DOCUMENT:
+ + + +
This means that while SOC 3 is a useful complement to a SOC 2, it is not a substitute in enterprise procurement contexts. Companies that pursue only SOC 3 will find they still need to produce a SOC 2 when serious enterprise deals arrive. Given that you cannot have SOC 3 without SOC 2, the practical implication is simple: always pursue SOC 2 first, and add SOC 3 if the public credential has go-to-market value.

How SOC 3 Interacts With RFPs and Security Questionnaires

In the context of responding to RFPs and vendor security questionnaires, the two reports serve different roles. When a security questionnaire asks “Do you hold a SOC 2 report?” the answer should be your SOC 2 — shared under NDA as part of the procurement process. The SOC 3 does not satisfy that request.

Where SOC 3 is genuinely useful in the sales process is at the top-of-funnel stage. When a prospect is evaluating a shortlist of vendors before issuing a formal RFP or security questionnaire, a publicly accessible SOC 3 on your trust page signals that you have been through a formal audit process. This can help your company make the shortlist in the first place. Some organizations also combine a linked SOC 3 with a statement that “SOC 2 Type II is available under NDA” — a pairing that requires no additional audit work and gives both broad and detailed audiences what they need.

What Each Report Actually Contains

Understanding the structural difference helps clarify why enterprise buyers require SOC 2 and why SOC 3 cannot substitute for it. A SOC 2 Type II report typically contains: a management assertion letter; the independent auditor’s opinion; a detailed description of the service organization’s system, including infrastructure, data, people, procedures, and software; a description of each control relevant to the Trust Service Criteria in scope; the testing procedures applied to each control; and the results of that testing, including any exceptions identified and management’s responses to those exceptions.
+ + + +
MATERIAL PROVIDED:
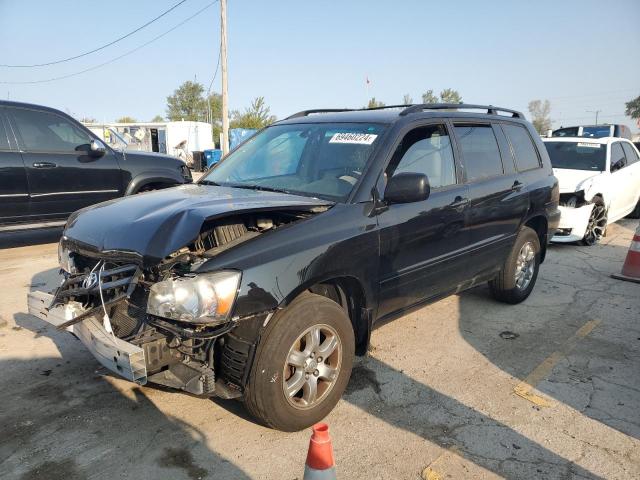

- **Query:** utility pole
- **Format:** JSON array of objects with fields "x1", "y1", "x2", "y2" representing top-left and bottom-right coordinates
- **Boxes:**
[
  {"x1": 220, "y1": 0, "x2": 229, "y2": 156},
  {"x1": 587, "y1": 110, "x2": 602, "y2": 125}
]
+ + + +
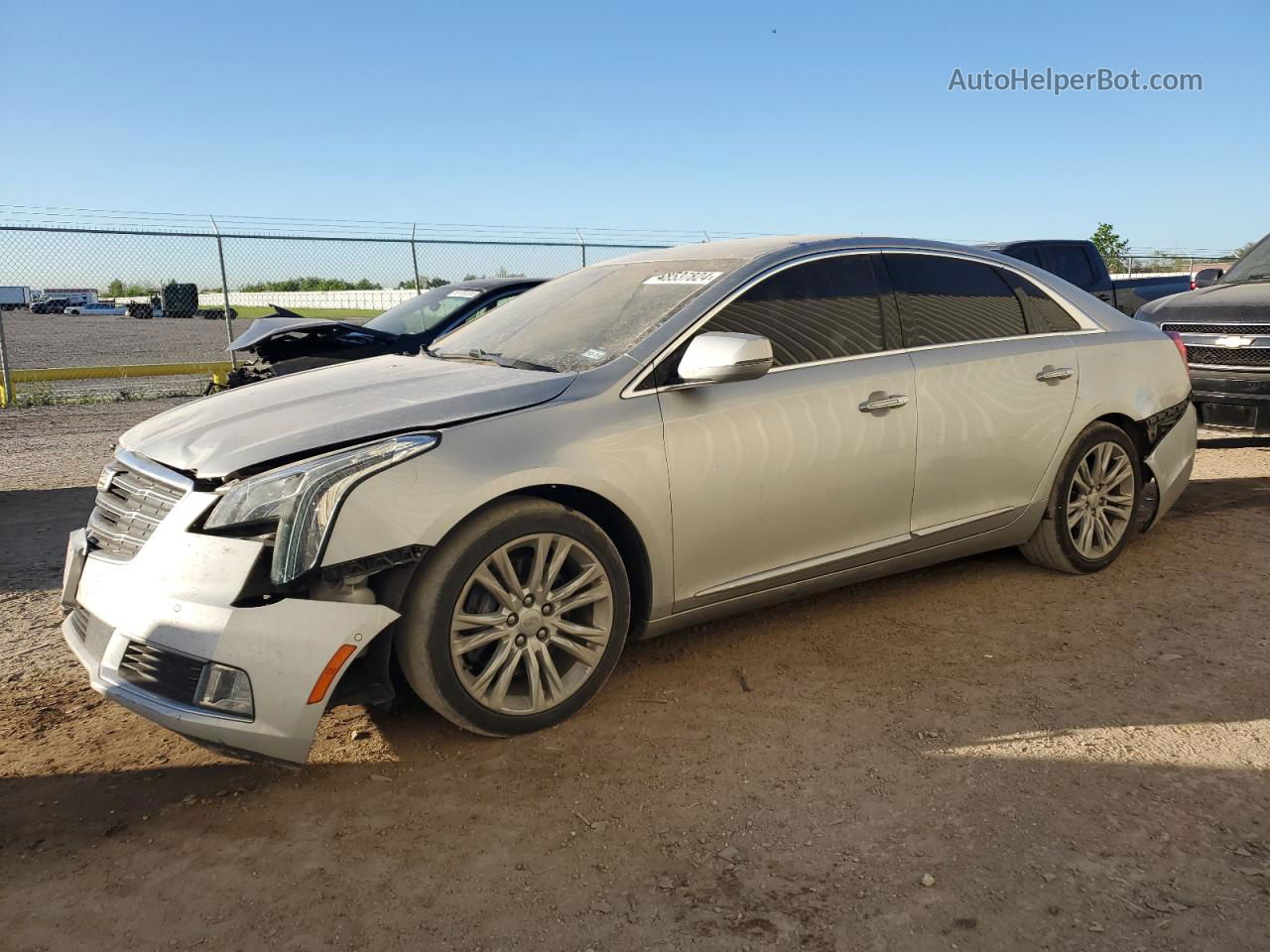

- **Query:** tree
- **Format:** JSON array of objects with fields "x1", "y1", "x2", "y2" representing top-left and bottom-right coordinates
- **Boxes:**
+ + + +
EXERCISE GOAL: According to the SOC report text, at what stage of the sales process is a SOC 3 genuinely useful? The listing comes from a separate source.

CORRECT RESPONSE: At the top-of-funnel stage.